─── Recorded information ───
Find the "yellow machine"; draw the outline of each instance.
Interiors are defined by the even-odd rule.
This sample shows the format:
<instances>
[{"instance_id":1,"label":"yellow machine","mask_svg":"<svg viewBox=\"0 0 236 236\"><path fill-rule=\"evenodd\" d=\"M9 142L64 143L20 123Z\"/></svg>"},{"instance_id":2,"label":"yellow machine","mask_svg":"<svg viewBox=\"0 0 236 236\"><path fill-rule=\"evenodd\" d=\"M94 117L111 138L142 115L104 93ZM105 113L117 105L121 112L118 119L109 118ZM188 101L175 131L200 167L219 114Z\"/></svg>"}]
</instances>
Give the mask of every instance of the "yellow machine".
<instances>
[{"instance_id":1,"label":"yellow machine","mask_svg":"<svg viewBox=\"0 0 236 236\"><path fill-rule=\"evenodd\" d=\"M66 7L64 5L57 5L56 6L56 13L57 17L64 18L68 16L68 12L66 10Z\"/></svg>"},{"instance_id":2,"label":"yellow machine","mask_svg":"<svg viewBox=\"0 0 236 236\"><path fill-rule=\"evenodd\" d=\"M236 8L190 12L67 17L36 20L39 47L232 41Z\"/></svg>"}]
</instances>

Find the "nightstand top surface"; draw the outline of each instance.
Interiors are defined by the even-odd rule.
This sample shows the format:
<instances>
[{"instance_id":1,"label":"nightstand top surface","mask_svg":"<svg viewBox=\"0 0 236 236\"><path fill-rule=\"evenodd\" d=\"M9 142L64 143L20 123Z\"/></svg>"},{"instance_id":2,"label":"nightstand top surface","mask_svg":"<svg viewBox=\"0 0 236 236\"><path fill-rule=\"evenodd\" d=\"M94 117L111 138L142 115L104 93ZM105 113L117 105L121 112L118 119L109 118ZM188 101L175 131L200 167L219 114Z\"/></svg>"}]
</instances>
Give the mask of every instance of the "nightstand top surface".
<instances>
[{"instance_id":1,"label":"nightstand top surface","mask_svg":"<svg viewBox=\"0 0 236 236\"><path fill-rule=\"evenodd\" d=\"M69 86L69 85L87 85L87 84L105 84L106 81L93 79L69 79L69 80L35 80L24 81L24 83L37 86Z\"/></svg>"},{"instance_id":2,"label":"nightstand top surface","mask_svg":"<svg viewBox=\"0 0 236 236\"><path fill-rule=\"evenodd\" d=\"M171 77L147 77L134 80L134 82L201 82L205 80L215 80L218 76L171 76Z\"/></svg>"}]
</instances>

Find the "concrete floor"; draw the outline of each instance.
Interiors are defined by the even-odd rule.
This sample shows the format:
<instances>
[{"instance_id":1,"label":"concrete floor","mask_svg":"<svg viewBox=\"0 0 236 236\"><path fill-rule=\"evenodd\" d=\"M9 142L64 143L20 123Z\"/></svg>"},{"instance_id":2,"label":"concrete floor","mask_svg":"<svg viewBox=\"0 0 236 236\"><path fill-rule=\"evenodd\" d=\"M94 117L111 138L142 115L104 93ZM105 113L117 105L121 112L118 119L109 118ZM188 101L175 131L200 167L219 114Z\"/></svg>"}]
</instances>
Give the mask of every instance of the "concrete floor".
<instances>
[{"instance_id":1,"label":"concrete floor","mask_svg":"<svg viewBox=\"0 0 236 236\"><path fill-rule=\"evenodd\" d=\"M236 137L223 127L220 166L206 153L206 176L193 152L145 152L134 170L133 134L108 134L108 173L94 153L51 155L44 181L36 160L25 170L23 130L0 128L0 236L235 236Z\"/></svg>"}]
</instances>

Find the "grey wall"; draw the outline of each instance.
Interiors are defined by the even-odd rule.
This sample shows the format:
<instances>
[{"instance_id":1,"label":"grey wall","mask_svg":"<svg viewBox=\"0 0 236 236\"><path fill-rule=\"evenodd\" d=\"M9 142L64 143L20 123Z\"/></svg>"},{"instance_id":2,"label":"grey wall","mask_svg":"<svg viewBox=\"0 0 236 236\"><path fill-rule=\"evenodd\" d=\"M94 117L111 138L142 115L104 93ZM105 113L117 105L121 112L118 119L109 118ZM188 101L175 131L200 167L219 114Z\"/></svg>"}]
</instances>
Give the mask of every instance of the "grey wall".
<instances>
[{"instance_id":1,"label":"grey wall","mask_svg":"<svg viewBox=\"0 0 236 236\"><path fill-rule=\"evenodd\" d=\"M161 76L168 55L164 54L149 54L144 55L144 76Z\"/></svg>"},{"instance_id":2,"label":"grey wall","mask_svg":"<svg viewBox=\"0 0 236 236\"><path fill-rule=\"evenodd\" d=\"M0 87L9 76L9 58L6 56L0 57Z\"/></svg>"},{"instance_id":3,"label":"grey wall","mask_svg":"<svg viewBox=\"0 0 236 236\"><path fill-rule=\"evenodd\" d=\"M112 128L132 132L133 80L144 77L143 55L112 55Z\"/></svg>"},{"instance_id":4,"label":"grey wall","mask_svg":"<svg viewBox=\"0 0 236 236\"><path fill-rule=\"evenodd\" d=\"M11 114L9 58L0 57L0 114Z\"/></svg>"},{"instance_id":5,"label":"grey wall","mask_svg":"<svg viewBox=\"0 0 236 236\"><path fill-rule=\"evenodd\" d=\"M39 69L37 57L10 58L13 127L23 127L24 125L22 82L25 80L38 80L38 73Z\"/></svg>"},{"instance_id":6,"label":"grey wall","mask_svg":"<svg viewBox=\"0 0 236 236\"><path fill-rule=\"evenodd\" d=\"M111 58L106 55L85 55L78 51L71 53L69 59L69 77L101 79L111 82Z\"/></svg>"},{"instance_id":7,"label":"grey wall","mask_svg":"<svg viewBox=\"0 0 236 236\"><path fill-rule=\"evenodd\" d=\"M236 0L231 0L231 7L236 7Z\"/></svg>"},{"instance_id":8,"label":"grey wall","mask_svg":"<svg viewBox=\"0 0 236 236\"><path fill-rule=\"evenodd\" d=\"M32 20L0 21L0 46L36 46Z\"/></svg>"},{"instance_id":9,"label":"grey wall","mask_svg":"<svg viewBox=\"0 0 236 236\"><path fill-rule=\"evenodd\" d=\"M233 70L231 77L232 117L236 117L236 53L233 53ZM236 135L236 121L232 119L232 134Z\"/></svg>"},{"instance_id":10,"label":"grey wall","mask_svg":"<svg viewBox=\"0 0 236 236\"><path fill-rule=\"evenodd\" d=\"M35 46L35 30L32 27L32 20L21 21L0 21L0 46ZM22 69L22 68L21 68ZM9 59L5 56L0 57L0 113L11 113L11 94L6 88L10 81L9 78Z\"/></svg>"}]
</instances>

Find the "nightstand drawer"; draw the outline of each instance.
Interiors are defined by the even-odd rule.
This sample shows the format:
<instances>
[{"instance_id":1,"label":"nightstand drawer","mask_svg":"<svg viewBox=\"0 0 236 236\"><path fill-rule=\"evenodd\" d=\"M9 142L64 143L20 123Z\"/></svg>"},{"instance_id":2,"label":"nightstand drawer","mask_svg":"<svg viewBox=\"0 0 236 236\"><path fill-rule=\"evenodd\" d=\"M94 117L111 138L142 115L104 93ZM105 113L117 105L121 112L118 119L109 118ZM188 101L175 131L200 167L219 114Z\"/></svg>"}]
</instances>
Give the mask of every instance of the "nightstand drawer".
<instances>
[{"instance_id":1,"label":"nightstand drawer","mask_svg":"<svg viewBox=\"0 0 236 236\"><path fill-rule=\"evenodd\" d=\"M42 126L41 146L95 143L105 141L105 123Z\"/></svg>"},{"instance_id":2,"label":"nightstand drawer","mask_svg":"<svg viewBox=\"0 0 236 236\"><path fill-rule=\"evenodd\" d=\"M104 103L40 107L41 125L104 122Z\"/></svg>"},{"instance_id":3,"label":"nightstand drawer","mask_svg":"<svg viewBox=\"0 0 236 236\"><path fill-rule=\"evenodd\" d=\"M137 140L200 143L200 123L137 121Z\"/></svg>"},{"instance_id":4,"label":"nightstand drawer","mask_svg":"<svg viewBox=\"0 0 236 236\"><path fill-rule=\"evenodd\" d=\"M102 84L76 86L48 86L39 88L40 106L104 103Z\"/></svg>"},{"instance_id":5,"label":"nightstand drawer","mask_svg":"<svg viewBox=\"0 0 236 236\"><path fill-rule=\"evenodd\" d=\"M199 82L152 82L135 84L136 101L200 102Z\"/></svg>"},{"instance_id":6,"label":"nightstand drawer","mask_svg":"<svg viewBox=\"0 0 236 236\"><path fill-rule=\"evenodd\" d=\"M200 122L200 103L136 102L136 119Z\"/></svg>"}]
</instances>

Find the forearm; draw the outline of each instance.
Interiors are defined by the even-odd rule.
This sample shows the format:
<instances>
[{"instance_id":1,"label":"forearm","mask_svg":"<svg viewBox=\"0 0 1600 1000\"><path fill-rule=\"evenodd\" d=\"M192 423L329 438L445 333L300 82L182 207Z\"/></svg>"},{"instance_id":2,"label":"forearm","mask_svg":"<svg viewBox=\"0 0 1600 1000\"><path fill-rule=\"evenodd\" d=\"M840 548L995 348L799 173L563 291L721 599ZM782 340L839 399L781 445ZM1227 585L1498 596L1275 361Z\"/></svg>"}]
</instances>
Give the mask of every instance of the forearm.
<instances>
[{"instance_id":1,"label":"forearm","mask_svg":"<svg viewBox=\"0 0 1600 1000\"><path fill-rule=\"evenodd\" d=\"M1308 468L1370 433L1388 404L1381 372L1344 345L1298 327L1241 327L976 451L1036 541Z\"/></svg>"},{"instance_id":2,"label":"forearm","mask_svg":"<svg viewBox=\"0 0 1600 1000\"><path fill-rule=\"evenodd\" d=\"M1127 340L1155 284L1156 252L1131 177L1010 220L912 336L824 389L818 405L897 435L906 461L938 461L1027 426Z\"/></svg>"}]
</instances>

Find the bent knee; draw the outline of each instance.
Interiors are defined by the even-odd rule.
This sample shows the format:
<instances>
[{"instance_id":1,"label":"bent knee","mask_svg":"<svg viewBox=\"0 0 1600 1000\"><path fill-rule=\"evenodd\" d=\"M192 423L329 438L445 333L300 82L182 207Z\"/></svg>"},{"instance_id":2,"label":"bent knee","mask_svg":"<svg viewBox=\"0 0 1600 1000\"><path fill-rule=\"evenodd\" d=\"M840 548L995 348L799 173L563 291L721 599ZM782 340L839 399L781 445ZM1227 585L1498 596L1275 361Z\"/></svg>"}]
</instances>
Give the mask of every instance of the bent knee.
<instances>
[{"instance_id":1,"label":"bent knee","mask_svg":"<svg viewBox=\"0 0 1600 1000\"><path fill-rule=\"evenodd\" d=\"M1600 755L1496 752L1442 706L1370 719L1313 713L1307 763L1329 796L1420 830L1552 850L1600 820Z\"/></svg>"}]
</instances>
───
_Problem statement_: For each line above that holds the string "outline", provide a copy of that line.

_Response for this exercise_:
Find the "yellow machine"; draw the outline of each instance.
Find the "nightstand top surface"; draw the outline of each instance.
Find the "concrete floor"; draw the outline of each instance.
Find the "grey wall"; draw the outline of each instance.
Find the "nightstand drawer"; draw the outline of each instance.
Find the forearm; draw the outline of each instance.
Find the bent knee; draw the outline of each instance.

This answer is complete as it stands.